* Records provided
********

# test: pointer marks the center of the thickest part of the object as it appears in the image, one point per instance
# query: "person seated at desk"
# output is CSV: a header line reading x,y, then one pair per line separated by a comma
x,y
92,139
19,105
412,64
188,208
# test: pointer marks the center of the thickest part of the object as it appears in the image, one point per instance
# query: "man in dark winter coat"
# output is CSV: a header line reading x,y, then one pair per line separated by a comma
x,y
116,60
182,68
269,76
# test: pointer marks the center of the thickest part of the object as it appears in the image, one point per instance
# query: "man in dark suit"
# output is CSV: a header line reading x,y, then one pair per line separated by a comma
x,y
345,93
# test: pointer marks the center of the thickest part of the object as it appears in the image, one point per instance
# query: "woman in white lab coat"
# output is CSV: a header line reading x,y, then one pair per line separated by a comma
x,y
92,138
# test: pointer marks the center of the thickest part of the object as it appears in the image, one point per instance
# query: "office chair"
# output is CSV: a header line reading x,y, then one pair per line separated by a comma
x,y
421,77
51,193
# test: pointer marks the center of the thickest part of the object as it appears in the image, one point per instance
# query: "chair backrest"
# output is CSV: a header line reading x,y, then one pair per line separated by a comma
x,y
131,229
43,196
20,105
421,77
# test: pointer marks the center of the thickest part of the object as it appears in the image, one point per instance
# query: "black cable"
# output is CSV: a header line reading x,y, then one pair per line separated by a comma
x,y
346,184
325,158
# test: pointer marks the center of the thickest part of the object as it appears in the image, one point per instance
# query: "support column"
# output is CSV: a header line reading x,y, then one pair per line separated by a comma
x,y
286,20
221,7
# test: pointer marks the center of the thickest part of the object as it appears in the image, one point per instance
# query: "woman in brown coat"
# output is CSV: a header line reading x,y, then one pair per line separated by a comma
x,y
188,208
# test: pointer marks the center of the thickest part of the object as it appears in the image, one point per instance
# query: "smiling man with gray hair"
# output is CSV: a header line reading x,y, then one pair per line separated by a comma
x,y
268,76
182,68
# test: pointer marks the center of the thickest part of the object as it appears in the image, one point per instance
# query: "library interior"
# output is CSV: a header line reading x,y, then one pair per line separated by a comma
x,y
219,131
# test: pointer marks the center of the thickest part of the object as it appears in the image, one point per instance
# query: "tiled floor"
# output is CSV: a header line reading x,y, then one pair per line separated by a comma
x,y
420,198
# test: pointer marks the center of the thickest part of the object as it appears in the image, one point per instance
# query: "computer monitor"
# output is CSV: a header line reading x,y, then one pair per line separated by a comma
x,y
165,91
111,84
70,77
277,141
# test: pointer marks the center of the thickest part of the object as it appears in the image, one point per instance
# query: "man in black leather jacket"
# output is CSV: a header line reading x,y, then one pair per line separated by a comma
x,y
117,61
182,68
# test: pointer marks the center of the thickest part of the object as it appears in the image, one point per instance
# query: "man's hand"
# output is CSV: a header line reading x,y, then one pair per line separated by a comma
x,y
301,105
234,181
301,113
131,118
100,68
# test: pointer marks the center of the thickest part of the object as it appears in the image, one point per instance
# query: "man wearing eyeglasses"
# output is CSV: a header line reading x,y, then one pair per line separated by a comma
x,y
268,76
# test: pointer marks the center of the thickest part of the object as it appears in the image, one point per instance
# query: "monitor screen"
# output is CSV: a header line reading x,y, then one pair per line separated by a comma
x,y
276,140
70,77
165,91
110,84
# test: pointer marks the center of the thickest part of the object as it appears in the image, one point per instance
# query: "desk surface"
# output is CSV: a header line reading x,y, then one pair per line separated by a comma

********

* Task objective
Your task is to return all of the material exactly.

* Result
# test: pointer marks the center of the thickest part of the object as it appears in the image, one point per instance
# query: "person seated at desk"
# output is CSV: a header line reading x,y, then one pair per line separated by a comma
x,y
92,139
19,105
412,64
188,208
# test: pointer marks the center of the thickest part of the object as it appears in the image, one point per instance
# query: "man in dark winter coat"
# output is CSV: a header line reading x,y, then one pair per line separated by a comma
x,y
116,60
182,68
269,76
# test: pointer marks the center of the thickest part of the object as it appears in the image, one point per instance
# query: "man in dark suit"
# output is CSV: a header line reading x,y, then one pair per line separated by a comma
x,y
345,93
# test: pointer marks the center of the thickest part of the object as it appears in the image, one point per instance
# query: "woman in white lab coat"
# output is CSV: a header line reading x,y, then one pair per line separated by a comma
x,y
92,138
# test: pointer marks the center of the thickest part of the object as it appears in the image, one point per instance
# query: "office chair"
# output is CSV: a header line reading x,y, then one pair per line separated by a comma
x,y
421,77
51,193
# test: pointer marks the center of the thickest part of the object as it appears in the image, one point per instance
# query: "chair backrest"
# output is CSV: a header line reading x,y, then one pair per line separated by a comma
x,y
131,229
43,196
20,105
421,77
# test: pointer marks the center of the thickest part of the object as it appears in the image, one point per instance
# query: "black cable"
# output is CSV: a header line reading x,y, then one pair per line separated by a comma
x,y
346,184
325,158
# test: pointer marks the center of the thickest part of the object as it appears in the image, one point per instance
# query: "support column"
# output is CSV: a header line reading x,y, then one pair per line separated by a comma
x,y
286,20
221,7
# test: pointer marks the center of the thickest part of the object as it appears in the image, one point per instance
# query: "woman in brown coat"
# output is CSV: a header line reading x,y, then one pair per line separated by a comma
x,y
188,208
# test: pointer marks the center of the thickest part of the object as it appears in the image, one point per instance
# query: "smiling man with gray hair"
# output is CSV: a header line reading x,y, then one pair per line separated by a comma
x,y
268,76
182,68
# test: pointer marks the center of the thickest part of the object as it appears in the image, one point per instance
# query: "library interior"
# output is CSV: a header line reading x,y, then one pair per line separated by a comma
x,y
219,131
# test: pointer marks the center of the thickest part of the object as it appears in the image, one point per instance
# query: "tiled floor"
# output is CSV: a header line reading x,y, then one pair per line separated by a comma
x,y
420,198
# test: pointer marks the center of the thickest part of the object as it appears in the image, one point per instance
# query: "computer monitor"
# output is CSV: a header line reading x,y, then one pair per line separated by a comma
x,y
165,91
111,84
70,77
277,141
# test: pointer marks the center of the thickest part of the object as it appears in the image, one point per instance
# query: "man in black leather jacket"
# output is CSV: a header line reading x,y, then one pair per line separated by a comma
x,y
117,61
182,68
# test: pointer marks the center of the thickest part of the object as it appears in the image, one point per instance
# query: "man's hand"
# output is CSV: a header line reading x,y, then one pair per line separated by a comma
x,y
301,105
234,181
301,113
131,118
100,68
# test: pointer marks the center of the thickest part of the object as it appears in the image, one point per instance
# query: "man wearing eyeglasses"
# output is CSV: a header line reading x,y, then one pair per line separated by a comma
x,y
268,76
# test: pointer marks the center of the thickest part of the object as it appears in the image, one point per instance
# query: "monitor screen"
# output is CSV: a header line reading x,y, then one pair per line separated by a comma
x,y
276,140
70,77
165,91
110,84
# test: pointer marks the center of the thickest part of the object as it appears in the image, one point per instance
# query: "desk surface"
# output is CSV: a header line reading x,y, then one pair per line separated by a comma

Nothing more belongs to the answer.